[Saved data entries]

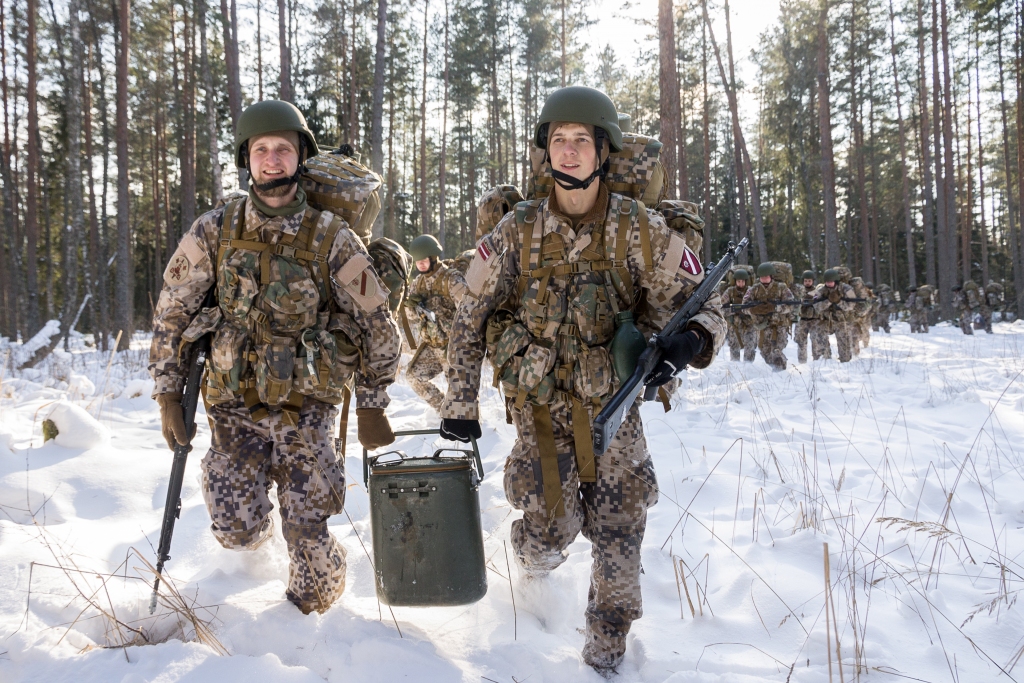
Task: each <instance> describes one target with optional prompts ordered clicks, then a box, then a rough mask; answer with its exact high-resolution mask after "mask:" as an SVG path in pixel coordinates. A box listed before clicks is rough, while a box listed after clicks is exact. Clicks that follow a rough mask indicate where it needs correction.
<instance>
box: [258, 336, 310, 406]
mask: <svg viewBox="0 0 1024 683" xmlns="http://www.w3.org/2000/svg"><path fill="white" fill-rule="evenodd" d="M299 345H301V344H299ZM295 346H296V341H295V340H294V339H292V338H291V337H270V340H269V341H267V342H263V343H260V344H257V346H256V362H255V364H254V366H255V368H254V370H255V374H256V392H257V393H258V394H259V399H260V402H262V403H264V404H265V405H267V408H276V407H279V405H281V404H282V403H284V402H285V401H287V400H288V395H289V394H290V393H291V391H292V375H293V373H294V369H295V355H296V353H295ZM304 350H305V349H303V351H304Z"/></svg>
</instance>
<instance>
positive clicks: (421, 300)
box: [404, 234, 466, 411]
mask: <svg viewBox="0 0 1024 683" xmlns="http://www.w3.org/2000/svg"><path fill="white" fill-rule="evenodd" d="M409 253H410V254H412V255H413V259H414V263H415V265H416V270H417V273H416V275H415V278H414V279H413V282H412V284H411V285H410V287H409V296H408V297H406V304H404V305H406V312H407V314H408V315H409V317H410V318H412V321H413V326H414V327H415V328H416V337H417V340H418V344H419V345H418V346H417V348H416V352H415V353H414V354H413V359H412V360H410V362H409V369H408V370H407V371H406V374H407V376H408V378H409V383H410V385H412V387H413V389H414V390H415V391H416V393H418V394H419V395H420V397H421V398H423V400H425V401H427V402H428V403H430V407H431V408H432V409H434V410H435V411H440V408H441V401H442V400H444V394H442V393H441V391H440V389H438V388H437V387H436V386H434V384H433V382H431V381H430V380H432V379H433V378H435V377H437V376H438V375H440V374H441V373H443V372H445V370H446V368H447V364H446V362H445V358H444V351H445V349H446V348H447V341H449V332H450V331H451V330H452V319H453V318H454V317H455V311H456V309H457V308H458V307H459V302H460V301H462V297H463V296H464V295H465V294H466V280H465V279H464V278H463V274H462V272H460V271H459V270H457V269H456V268H453V267H450V266H449V265H447V264H445V263H444V262H443V261H442V260H441V256H442V255H443V251H442V250H441V245H440V243H438V242H437V240H436V239H435V238H434V236H432V234H421V236H420V237H418V238H416V239H415V240H413V244H411V245H410V246H409Z"/></svg>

▸ ASSIGNMENT
Copy out every line of the listing above word for word, omitting the pictures.

▸ YOUR SOLUTION
Task: each <instance> describes one target with optional prompts ordered clicks, then a box, then a rough mask; answer with its exact high-resolution mask after "mask:" as an SVG path in pixel coordinates. A box listed before clicks is rough, while a box listed after clicks is exact. Clicks that follow a rough mask indicate where it needs correction.
<instance>
box: [258, 336, 310, 406]
mask: <svg viewBox="0 0 1024 683" xmlns="http://www.w3.org/2000/svg"><path fill="white" fill-rule="evenodd" d="M299 345H301V344H299ZM295 346H296V341H295V340H294V339H292V338H291V337H270V340H269V341H267V342H263V343H260V344H257V346H256V362H255V364H254V366H255V368H254V370H255V374H256V392H257V393H258V394H259V399H260V402H262V403H264V404H265V405H267V408H276V407H279V405H281V404H282V403H284V402H285V401H287V400H288V395H289V394H290V393H291V391H292V375H293V373H294V369H295V355H296V353H295ZM304 350H305V349H303V351H304Z"/></svg>
</instance>
<instance>
positive clicks: (421, 300)
box: [404, 234, 466, 411]
mask: <svg viewBox="0 0 1024 683" xmlns="http://www.w3.org/2000/svg"><path fill="white" fill-rule="evenodd" d="M409 253H410V254H412V255H413V259H414V263H415V265H416V270H417V273H416V275H415V278H414V279H413V282H412V284H411V285H410V287H409V296H408V297H406V304H404V305H406V312H407V314H408V315H409V317H410V318H412V321H413V326H414V327H415V328H416V337H417V340H418V344H419V345H418V346H417V348H416V352H415V353H414V354H413V359H412V360H410V362H409V369H408V370H407V371H406V374H407V376H408V378H409V383H410V385H412V387H413V389H414V390H415V391H416V393H418V394H419V395H420V397H421V398H423V400H425V401H427V402H428V403H430V407H431V408H432V409H434V410H435V411H440V408H441V401H442V400H444V394H442V393H441V391H440V389H438V388H437V387H436V386H434V384H433V382H431V381H430V380H432V379H433V378H435V377H437V376H438V375H440V374H441V373H443V372H445V370H446V368H447V364H446V362H445V358H444V351H445V349H446V348H447V341H449V332H450V331H451V330H452V319H453V318H454V317H455V311H456V309H457V308H458V307H459V302H460V301H462V297H463V296H464V295H465V294H466V280H465V279H464V278H463V274H462V272H460V271H459V270H457V269H456V268H453V267H450V266H449V265H447V264H445V263H444V262H443V261H442V260H441V256H442V255H443V251H442V250H441V245H440V243H438V242H437V240H436V239H435V238H434V236H432V234H421V236H420V237H418V238H416V239H415V240H413V244H411V245H410V246H409Z"/></svg>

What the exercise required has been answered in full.